__Extrait du document__

= = = =

En 1830, la France occupe le fort d'El Kantara sur
la rive droite de l'Oued El Harrach et donne au poste l'appellation
" Maison carrée ". À partir de cette date,
son peuplement n'est interrompu que par les crues périodiques
de l'oued. La situation privilégiée de Maison carré,
à proximité du port et à la croisée
des routes et chemins de fer vers Alger, dynamise l'essor industriel
de la ville. Notamment entre les deux guerres où de nombreuses
usines et ateliers s'y établissent. La proximité de
l'oued profite déjà à certaines industries
fortement polluantes telles que distilleries et fabriques de produits
chimiques. Alors que le site demeure insalubre et peu sûr,
les quartiers d'habitations s'étendent sur le plateau de
la rive droite, " à l'abri des inondations et des miasmes
de l'Harrach " (Lespes). De nouvelles cités ouvrières
émergent non loin de la gare à partir de 1950 et des
lotissements de villas avec jardins gagnent peu à peu les
terrains de culture arrachés aux marais.
Pour le Plan d'urbanisme de 1948, cette agglomération
" la plus forte des environs immédiats d'Alger "
(Lespes) et sept autres communes forment la banlieue de la capitale.
À la veille de l'Indépendance, le premier village
spontané s'est transformé en agglomération
urbaine à trame régulière. La commune reprend
le nom d'El Harrach et poursuit son extension tout azimut, principalement
sous forme de lotissements et quartiers d'habitat collectif (Deluz,
2001). Puis le territoire se scinde en trois communes : El Harrach,
Oued Smar et Mohammadia.

= = = =

__Consignes de l'exercice__
Reproduisez à l'identique le passage de l'extrait sur El Harrach qui commence à « (Lespes) et sept » et se termine à « Smar et Mohammadia. ».

__Lignes de données__

= = = =

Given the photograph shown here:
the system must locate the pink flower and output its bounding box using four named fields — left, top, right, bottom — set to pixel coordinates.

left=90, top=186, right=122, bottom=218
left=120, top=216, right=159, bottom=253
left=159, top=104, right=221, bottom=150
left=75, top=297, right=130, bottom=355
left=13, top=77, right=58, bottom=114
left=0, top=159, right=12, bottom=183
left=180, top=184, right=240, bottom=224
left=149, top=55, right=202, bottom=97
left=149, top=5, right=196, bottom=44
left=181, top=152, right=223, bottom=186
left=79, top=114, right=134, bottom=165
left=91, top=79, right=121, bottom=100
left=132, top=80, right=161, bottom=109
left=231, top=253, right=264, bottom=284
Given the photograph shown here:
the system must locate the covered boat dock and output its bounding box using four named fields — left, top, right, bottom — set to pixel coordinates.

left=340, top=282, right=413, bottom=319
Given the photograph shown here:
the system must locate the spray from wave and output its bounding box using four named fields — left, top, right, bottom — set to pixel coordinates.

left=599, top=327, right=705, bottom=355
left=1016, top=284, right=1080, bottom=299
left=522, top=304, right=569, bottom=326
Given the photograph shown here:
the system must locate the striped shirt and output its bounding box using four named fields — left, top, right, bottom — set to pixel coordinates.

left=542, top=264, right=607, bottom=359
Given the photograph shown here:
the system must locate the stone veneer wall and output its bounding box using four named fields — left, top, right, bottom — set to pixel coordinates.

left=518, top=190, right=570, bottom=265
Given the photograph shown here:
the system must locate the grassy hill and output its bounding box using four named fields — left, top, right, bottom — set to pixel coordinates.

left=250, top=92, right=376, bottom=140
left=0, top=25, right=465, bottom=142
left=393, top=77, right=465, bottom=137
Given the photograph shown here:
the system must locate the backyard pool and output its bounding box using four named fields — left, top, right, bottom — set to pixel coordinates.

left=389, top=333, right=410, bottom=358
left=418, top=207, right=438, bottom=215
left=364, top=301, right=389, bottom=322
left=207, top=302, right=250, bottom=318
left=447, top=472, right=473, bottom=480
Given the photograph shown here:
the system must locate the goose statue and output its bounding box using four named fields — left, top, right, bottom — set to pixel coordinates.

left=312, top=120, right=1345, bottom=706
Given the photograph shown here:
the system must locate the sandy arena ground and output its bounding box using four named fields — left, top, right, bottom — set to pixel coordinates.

= = = =

__Réponse attendue__
(Lespes) et sept autres communes forment la banlieue de la capitale.
À la veille de l'Indépendance, le premier village
spontané s'est transformé en agglomération
urbaine à trame régulière. La commune reprend
le nom d'El Harrach et poursuit son extension tout azimut, principalement
sous forme de lotissements et quartiers d'habitat collectif (Deluz,
2001). Puis le territoire se scinde en trois communes : El Harrach,
Oued Smar et Mohammadia.